── Exercise materials ──

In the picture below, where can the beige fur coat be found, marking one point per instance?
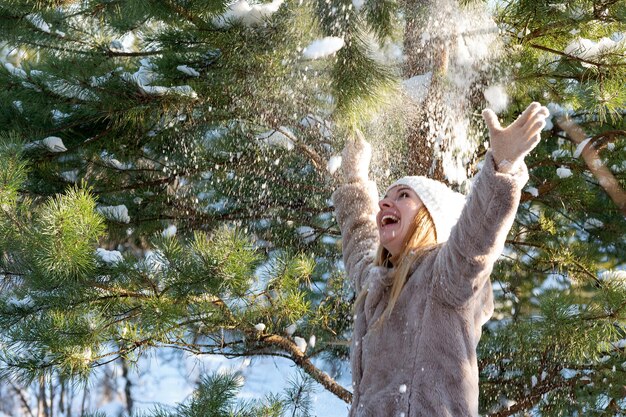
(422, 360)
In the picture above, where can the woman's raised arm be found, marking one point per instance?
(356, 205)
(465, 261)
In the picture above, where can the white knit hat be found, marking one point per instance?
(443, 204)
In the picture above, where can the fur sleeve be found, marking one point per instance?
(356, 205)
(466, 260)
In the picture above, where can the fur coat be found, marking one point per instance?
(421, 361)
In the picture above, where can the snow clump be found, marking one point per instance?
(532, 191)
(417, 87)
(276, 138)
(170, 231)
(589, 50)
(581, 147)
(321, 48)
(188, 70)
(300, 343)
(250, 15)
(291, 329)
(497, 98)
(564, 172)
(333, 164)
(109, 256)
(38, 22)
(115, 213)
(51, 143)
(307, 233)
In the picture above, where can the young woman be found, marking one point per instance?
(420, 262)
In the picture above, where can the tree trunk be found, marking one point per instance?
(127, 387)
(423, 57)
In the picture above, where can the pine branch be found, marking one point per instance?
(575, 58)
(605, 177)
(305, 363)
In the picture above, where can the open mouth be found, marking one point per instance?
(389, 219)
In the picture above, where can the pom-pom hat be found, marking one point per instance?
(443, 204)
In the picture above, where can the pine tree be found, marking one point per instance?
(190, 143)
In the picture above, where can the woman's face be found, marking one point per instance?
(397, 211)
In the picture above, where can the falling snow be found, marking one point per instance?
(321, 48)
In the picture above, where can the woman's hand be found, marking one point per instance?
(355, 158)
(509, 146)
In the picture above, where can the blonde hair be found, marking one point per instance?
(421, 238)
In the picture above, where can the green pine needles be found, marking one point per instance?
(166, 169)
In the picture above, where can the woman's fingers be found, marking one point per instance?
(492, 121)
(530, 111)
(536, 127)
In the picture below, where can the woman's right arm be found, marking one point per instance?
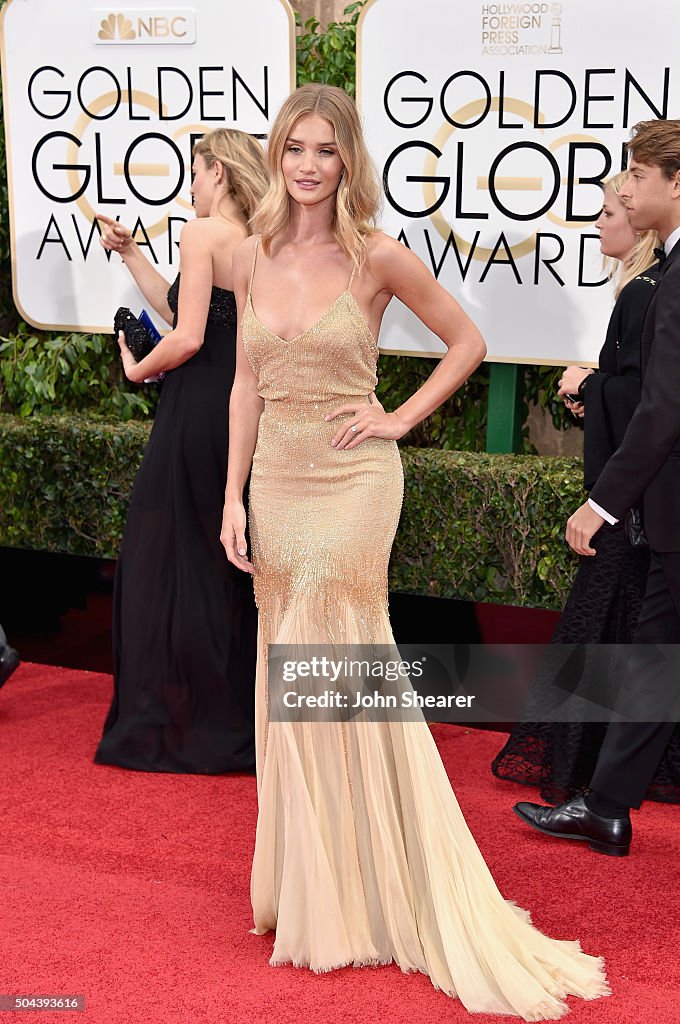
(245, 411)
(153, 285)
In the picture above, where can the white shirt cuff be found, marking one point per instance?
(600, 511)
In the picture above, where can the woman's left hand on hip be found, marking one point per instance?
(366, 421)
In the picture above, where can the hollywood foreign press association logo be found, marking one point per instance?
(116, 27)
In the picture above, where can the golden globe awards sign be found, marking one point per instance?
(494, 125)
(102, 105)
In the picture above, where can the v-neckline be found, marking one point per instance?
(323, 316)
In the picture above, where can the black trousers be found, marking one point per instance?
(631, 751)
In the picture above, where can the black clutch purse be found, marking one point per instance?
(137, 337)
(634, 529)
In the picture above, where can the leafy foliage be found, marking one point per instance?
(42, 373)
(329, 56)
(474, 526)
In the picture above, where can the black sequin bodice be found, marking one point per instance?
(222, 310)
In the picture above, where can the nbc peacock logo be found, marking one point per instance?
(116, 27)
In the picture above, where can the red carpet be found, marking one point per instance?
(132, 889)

───
── Exercise materials ──

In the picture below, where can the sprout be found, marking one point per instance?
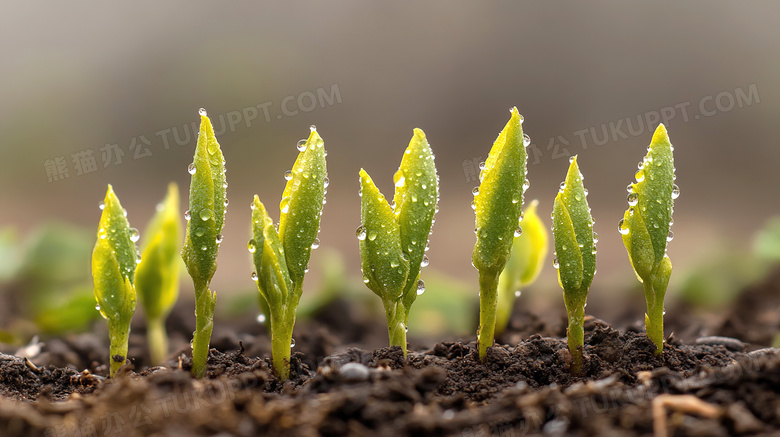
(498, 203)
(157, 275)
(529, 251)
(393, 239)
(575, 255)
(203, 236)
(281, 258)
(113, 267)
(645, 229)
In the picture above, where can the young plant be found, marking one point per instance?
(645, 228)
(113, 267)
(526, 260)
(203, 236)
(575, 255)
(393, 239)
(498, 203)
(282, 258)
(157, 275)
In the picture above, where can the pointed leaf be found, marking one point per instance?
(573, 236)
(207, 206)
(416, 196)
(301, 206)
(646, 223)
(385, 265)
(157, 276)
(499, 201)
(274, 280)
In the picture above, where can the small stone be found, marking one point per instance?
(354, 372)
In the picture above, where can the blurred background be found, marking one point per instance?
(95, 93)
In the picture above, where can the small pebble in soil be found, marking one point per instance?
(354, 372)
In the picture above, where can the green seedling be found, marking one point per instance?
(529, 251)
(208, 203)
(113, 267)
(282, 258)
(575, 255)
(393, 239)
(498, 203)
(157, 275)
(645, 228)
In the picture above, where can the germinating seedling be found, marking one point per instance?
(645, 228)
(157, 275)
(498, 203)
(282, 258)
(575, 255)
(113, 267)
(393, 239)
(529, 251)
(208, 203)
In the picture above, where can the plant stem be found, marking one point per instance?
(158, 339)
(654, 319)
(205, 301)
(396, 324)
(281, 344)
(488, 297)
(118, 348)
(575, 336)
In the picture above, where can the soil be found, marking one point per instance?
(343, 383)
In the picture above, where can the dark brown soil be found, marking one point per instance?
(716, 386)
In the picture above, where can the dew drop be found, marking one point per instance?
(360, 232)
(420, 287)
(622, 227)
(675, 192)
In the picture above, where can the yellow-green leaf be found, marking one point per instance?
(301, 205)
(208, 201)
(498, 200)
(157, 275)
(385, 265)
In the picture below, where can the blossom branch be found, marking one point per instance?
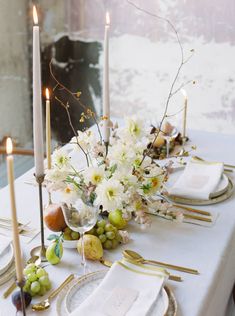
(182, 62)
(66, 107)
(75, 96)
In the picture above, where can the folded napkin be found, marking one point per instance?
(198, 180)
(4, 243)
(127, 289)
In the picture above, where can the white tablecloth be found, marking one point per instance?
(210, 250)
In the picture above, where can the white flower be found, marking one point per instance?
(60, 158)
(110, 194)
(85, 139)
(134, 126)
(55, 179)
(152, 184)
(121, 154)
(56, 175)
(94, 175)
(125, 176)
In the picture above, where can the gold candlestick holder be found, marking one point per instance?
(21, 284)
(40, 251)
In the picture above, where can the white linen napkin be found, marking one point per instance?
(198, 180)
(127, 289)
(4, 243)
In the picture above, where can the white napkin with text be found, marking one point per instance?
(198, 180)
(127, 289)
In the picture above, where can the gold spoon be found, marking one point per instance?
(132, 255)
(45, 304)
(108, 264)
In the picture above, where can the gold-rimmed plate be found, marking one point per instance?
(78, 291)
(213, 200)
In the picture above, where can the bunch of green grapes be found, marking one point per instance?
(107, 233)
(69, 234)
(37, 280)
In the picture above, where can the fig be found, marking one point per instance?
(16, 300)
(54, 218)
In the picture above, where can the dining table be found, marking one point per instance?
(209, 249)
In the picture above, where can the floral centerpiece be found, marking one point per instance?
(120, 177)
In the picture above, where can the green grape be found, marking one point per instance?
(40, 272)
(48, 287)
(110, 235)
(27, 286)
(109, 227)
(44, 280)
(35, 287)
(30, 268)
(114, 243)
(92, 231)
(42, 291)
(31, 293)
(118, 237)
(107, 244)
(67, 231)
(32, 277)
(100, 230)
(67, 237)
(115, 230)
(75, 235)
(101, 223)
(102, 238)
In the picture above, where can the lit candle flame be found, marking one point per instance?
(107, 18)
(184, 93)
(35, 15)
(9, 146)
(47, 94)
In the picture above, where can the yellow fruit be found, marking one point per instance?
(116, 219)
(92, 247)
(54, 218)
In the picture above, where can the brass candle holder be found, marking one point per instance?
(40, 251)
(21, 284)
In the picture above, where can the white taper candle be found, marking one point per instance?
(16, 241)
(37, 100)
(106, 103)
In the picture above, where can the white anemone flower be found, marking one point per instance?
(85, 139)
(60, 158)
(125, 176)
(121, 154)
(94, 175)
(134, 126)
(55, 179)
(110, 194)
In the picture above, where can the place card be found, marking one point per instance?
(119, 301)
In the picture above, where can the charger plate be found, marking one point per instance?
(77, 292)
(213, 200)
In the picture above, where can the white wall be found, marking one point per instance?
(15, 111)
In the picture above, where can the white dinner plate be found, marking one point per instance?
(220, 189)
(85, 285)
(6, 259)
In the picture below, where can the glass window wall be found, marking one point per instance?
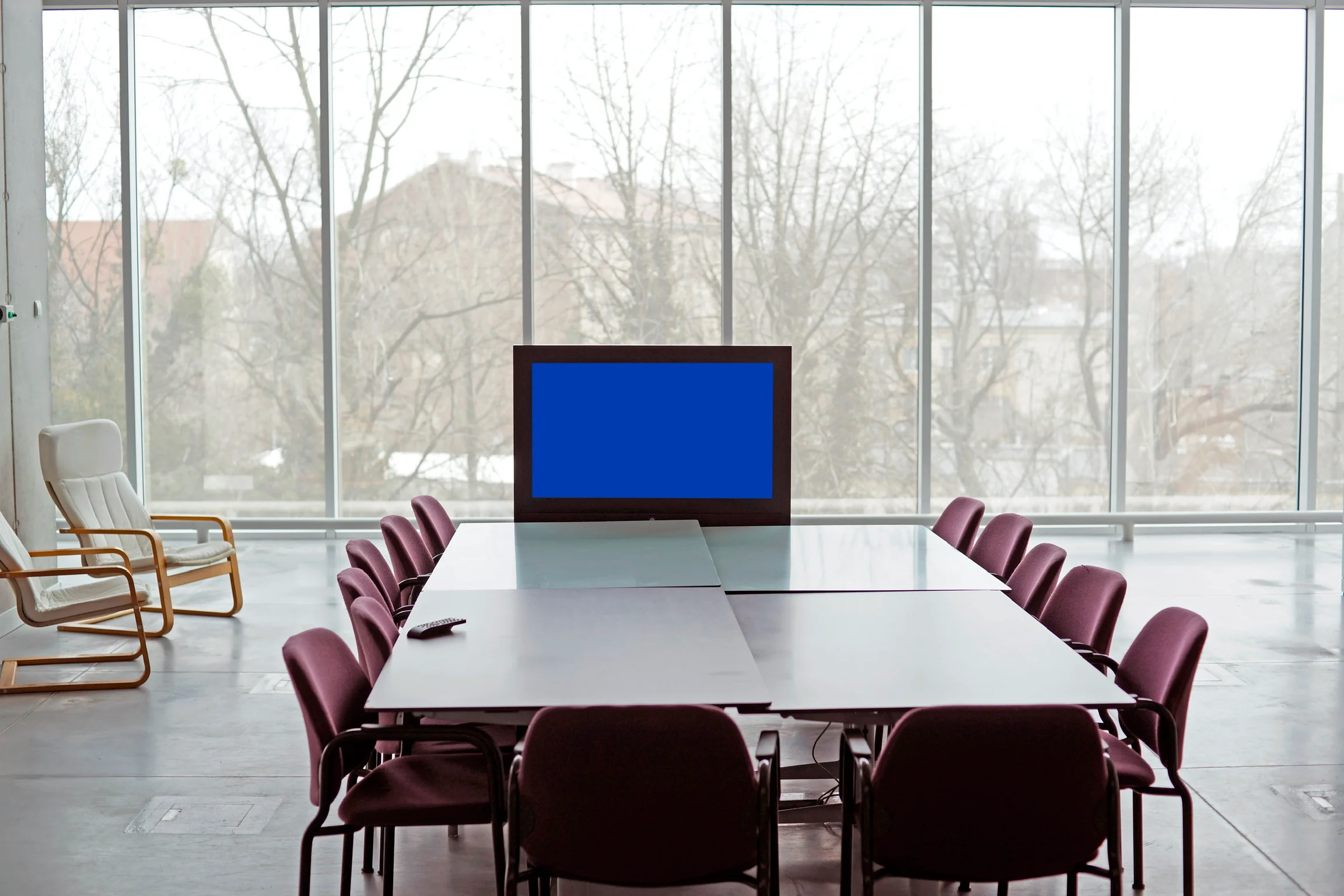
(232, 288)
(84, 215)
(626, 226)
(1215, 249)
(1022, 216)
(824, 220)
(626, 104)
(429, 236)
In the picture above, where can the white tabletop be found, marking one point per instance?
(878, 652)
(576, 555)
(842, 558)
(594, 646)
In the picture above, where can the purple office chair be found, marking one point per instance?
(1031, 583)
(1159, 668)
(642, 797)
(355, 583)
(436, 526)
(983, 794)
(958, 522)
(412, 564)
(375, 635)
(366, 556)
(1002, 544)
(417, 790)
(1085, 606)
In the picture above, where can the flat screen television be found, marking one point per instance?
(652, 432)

───
── Exercise materials ──

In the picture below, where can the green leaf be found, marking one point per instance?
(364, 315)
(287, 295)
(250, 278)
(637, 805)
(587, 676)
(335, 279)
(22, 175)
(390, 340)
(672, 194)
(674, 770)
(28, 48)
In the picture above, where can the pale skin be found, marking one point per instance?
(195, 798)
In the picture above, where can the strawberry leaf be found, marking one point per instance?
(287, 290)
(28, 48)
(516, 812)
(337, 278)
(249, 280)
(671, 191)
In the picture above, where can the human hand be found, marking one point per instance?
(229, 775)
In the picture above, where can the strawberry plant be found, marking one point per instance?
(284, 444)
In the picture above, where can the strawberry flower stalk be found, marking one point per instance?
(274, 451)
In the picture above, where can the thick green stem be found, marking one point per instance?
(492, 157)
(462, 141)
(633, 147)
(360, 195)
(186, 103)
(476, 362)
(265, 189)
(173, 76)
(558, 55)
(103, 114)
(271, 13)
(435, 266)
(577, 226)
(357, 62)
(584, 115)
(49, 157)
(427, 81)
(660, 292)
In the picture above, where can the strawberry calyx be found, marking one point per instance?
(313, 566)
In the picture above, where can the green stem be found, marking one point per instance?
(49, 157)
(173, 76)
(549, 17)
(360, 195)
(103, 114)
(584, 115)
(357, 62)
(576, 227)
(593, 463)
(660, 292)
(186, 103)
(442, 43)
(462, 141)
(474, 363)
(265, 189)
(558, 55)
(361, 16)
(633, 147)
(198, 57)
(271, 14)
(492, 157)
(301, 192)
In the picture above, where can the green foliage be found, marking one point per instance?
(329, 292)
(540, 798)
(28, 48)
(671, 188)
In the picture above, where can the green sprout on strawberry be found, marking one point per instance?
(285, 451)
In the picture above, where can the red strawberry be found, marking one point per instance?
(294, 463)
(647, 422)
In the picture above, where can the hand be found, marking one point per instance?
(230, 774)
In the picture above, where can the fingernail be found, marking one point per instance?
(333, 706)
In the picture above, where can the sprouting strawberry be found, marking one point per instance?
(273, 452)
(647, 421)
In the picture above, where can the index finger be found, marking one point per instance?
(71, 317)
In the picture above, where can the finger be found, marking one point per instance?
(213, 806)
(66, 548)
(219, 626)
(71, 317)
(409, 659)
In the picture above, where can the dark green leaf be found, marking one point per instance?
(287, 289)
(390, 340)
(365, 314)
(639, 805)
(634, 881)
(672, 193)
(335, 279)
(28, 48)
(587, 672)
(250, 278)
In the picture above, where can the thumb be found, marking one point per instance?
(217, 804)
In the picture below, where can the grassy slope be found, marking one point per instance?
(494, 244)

───

● Exercise
Pull out every line of the records that contains the string "woman". Case counts.

● The completed task
In the picture above, where can the woman's raised arm be found, marking one point per instance?
In the picture above, where can the young woman be found, marking one point per instance?
In the picture above, where can the woman's face be found, marking one point per instance?
In the picture above, where can the woman's hand be found, marking one point per instance?
In the picture above, where can the woman's fingers be found, marking one point per instance?
In the picture below, where can the woman's right arm be found, marking one point per instance?
In the picture above, where can the woman's left hand on hip be found, marking one point per instance?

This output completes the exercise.